──────── Document segment ────────

What Time or Event in our Lives Yields the Most Poems?

WRobert Frost lived with his family on his little farm in New Hampshire for 9 years early in his married life. He died at 88, yet most of his poems originate from anecdotes and experiences of this agrarian time. Frost didn’t even like farming.

I felt comforted when I read this about one of America’s most revered poets. He won the Pulitzer prize four times, was our laureate and graced the inauguration of a young and forward-thinking president. He remained close to the earth, deeply rooted, one might say, in associations with neighbors and weather.

I believe each of us has a period of our lives or even a dominating single experience about which we write over and over.  I have been retired from nursing for two years now. I had my nursing license and worked full time in that field for 14 years. I was a librarian for twenty, a mother for more than 40 now. Have practiced my avocation of reading palms and cards for almost 60. I assign myself a variety of subjects. But when I face the page in the morning, what emerges is most often a verse about sickness, the fragility of the body, death.

────────

→ **Exercise prompt**
Copy the entire essay about which time of life yields the most poems, word for word. The items that come next have no connection to the text.

──────── Information shown ────────

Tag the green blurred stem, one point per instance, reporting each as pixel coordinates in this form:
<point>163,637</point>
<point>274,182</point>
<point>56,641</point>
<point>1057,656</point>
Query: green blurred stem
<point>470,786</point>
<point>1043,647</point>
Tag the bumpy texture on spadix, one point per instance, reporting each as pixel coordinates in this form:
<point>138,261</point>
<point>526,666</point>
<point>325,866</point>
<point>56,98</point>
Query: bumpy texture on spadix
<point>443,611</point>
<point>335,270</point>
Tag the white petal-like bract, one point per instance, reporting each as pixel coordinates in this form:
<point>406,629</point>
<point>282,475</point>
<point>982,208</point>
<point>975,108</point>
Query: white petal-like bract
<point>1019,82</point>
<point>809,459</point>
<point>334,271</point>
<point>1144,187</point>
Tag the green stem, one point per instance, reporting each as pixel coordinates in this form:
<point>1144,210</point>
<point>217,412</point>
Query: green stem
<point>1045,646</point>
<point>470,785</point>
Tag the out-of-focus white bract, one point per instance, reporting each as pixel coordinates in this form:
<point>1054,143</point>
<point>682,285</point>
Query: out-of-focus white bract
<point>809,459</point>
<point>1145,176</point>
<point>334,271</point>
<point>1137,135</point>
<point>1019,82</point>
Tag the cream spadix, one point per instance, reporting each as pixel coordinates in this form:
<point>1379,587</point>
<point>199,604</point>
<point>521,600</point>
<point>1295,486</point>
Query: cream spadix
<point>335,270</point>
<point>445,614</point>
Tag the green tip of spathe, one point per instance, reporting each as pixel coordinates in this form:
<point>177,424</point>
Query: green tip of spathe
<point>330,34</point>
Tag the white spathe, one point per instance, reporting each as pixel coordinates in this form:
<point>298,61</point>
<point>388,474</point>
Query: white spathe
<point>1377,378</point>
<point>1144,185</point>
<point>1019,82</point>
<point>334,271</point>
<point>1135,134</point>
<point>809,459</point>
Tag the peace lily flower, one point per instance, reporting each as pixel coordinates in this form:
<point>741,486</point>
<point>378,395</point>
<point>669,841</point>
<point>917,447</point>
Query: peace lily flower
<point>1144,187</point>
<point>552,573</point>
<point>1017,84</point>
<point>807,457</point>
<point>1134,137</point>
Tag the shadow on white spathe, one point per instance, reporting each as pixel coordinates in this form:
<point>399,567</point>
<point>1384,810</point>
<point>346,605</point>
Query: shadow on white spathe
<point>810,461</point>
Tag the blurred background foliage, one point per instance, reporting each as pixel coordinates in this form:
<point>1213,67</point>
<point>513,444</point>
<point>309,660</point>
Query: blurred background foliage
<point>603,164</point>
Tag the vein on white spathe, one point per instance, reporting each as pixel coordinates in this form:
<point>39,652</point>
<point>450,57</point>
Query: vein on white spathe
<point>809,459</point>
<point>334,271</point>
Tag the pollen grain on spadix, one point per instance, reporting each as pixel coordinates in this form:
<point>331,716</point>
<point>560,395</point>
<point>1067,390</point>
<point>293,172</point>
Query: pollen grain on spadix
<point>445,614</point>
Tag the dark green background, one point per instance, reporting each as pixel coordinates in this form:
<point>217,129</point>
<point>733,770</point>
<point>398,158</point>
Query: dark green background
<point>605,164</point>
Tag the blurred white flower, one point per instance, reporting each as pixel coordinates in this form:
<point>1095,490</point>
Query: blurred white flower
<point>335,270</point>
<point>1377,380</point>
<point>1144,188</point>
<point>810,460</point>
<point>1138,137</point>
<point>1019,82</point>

────────

→ **Task solution**
What Time or Event in our Lives Yields the Most Poems?

WRobert Frost lived with his family on his little farm in New Hampshire for 9 years early in his married life. He died at 88, yet most of his poems originate from anecdotes and experiences of this agrarian time. Frost didn’t even like farming.

I felt comforted when I read this about one of America’s most revered poets. He won the Pulitzer prize four times, was our laureate and graced the inauguration of a young and forward-thinking president. He remained close to the earth, deeply rooted, one might say, in associations with neighbors and weather.

I believe each of us has a period of our lives or even a dominating single experience about which we write over and over.  I have been retired from nursing for two years now. I had my nursing license and worked full time in that field for 14 years. I was a librarian for twenty, a mother for more than 40 now. Have practiced my avocation of reading palms and cards for almost 60. I assign myself a variety of subjects. But when I face the page in the morning, what emerges is most often a verse about sickness, the fragility of the body, death.